» **Dataset excerpts**:

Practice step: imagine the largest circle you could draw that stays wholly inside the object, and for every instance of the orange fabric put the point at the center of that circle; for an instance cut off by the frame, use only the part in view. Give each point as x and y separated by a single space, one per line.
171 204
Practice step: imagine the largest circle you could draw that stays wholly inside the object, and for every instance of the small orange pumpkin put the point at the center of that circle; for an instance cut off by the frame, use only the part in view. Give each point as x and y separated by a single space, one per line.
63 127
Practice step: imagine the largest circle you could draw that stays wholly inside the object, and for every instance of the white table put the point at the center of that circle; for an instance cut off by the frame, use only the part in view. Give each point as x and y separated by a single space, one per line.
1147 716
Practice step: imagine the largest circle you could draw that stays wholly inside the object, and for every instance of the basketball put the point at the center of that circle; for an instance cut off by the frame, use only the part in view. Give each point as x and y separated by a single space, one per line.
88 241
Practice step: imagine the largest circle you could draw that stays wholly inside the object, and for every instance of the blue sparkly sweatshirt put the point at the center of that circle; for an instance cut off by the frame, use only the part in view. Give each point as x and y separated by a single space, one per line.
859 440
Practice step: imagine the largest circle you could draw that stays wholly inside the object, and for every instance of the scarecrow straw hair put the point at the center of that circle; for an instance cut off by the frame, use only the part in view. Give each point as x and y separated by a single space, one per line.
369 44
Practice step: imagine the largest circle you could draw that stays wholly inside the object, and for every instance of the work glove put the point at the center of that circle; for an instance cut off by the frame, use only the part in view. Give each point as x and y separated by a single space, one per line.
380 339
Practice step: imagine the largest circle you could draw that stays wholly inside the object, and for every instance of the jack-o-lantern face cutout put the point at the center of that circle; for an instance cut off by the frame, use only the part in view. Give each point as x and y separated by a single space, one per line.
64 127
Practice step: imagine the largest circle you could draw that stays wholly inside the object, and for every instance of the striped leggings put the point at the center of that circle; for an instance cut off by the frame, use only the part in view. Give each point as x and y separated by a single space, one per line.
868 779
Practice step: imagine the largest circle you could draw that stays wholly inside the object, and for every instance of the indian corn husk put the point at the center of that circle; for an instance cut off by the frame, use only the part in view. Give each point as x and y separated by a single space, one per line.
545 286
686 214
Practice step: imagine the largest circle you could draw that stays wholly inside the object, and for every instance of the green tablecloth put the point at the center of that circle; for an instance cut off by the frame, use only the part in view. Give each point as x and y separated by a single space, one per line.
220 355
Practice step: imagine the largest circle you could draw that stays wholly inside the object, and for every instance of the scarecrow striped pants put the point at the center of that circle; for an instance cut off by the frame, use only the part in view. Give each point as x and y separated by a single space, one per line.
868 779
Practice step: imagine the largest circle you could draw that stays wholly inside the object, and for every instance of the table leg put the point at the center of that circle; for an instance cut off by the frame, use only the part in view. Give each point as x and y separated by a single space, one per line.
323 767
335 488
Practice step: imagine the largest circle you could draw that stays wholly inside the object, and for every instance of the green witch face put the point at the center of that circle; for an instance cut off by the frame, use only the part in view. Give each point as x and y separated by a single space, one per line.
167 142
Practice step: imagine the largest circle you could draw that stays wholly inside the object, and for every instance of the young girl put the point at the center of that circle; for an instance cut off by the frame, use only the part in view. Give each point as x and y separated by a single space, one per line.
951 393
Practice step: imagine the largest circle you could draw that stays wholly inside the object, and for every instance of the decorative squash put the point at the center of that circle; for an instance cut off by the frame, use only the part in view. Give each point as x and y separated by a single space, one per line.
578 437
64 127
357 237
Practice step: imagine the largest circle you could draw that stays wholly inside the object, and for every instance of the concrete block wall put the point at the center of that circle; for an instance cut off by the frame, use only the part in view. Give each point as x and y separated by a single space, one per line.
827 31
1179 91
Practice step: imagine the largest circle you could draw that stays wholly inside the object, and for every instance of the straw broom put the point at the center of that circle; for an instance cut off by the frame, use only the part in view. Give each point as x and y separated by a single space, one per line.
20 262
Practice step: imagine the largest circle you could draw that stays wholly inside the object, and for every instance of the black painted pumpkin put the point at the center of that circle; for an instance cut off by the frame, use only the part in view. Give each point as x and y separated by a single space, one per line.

» **DESCRIPTION OF THE TASK**: Give back each record above exactly as written.

» **TASK OUTPUT**:
Practice step: imagine the largest circle you could draw that stays wholly inside the object, and for every instance of the orange fabric put the point at the center of that circle; for an instance cut off by the frame, use only the part in view. Give each point as x and y separated by a single space, one per line.
171 204
Practice step: imagine the largest circle you could draw that stays wholly inside the object, and for every instance of the small orange pumpkin put the point at the center of that circle; for an instance cut off by the frame, use only the part in view. Give each point as x and y separated by a single space, one per line.
63 127
Practice step: imagine the largest circle you could draw that stays wholly inside the object, and for every instance of the white table put the point at the center of that circle; for an instance cut off by the frame, use only the part in view. Give each point as x and y separated by a single space, one per line.
1147 716
Practice step: imagine the largest circle you could draw that stays wholly inside the object, and for every instance of the basketball put the point at the center of that circle; for an instance cut off by the frame, use only the part in view. Give each point as x and y separated by a single space, one per line.
88 241
Practice step: imagine the largest circle you could draw that stays wholly inside the object, and for every instance of the blue sparkly sweatshirt put the point at the center of that circle; for an instance cut off by the frame, use only the part in view. Give each point as x and y separated by a single space, one per line.
859 440
Practice step: imagine the largest circle you could draw that stays wholly inside the object, and for every instance of the scarecrow straw hair put the point at the center of that circle; for an instance cut off by the frame, use only the part in view. Give each point as x and y separated by a single space, one per line.
369 44
Practice step: imagine the largest circle you could draw that stays wholly inside the object, and for every instance of the work glove put the point at the center of that circle; for an instance cut off by the frame, use only the part in view. Give each point as x and y separated by a single space, one per line.
380 339
Practice step: imagine the largest circle you could draw that stays wholly inside the object, and for every instance of the jack-o-lantern face cutout put the point at the center of that circle; for an instance cut off by the frame, use only the part in view. Give each point as x and y separated by a single space, one per line.
64 127
Practice step: imagine the largest circle you could draw that stays wholly inside the object, and for every instance of the striped leggings put the point at the center of that circle; for an instance cut off by the frame, use only the part in view. Give each point as x and y separated by a single space, one per line.
868 779
Practice step: imagine the largest circle you could draw that stays wholly inside the object, and for every instance of the indian corn husk put the point at the center of that circle; for an instance cut off by the frame, use only the part in view. Give each point as x and y separated by a single space, one per line.
545 286
686 214
Practice step: imagine the largest circle you could draw that stays wholly inside the object, and for every instance of the green tablecloth put the point at the center of that circle; for an instance cut off by the frame, use only the part in view. Give each point as x and y separated by a single space, one per line.
220 355
Practice step: imagine the largest circle you could draw that stays wholly inside the object, and for every instance of the scarecrow striped pants put the point at the center of that circle; for an instance cut off by the frame, use only the part in view. Give each point as x and y separated by a single space, one per line.
868 779
Practice step: imagine the largest circle you could draw that stays wholly inside the object, and for every instance of the table leg put the point at the center of that circle; for an instance cut off by the frame, use only the part in view. Give each point as x and y separated by a single space, one per line.
323 767
335 488
Practice step: imagine the largest circle you could draw that stays wholly inside the object, and for every instance of the green witch face put the point at the center of that circle; for an instance cut off by the frame, use only the part in view. Give each point as x and y separated by a single space, one per line.
167 142
Practice step: imagine the largest circle you could draw that stays wholly inside the object, and for every instance of the young girl put the point at the center of that circle; for an instance cut off by the frame, use only the part in view. Give each point as x and y separated by a single space, one per line.
951 393
Practice step: imagine the largest circle you could draw that stays wholly inside the object, and for every instance of the decorative squash put the point at the center of that circle; for an instance cut off by the frame, use only the part in view. Give each point as x and y separated by a single space, one per line.
578 437
64 127
357 237
Practice step: imagine the largest circle you could draw that stays wholly inside the object, and for every instance of the concrete block wall put the point at the center of that circle; for an instance cut off by the frame, use only the part in view. Give each point as x and y separated by a single space, one per line.
827 31
1179 91
Practice step: imagine the largest circle you could draw that stays wholly inside the object, and for every instance of the straw broom put the point at the center of that circle; for an instance cut off by the frame, use only the part in view. Give each point as x and y separated by a single space, one per line.
20 262
Practice step: imagine the largest circle you could draw that stays wholly inside the object, and for every instance of the black painted pumpkin put the point at the center of that circle; for an instance cut off by the frame, use only the part in view. Give each point as x and y separated by a single space, one per line.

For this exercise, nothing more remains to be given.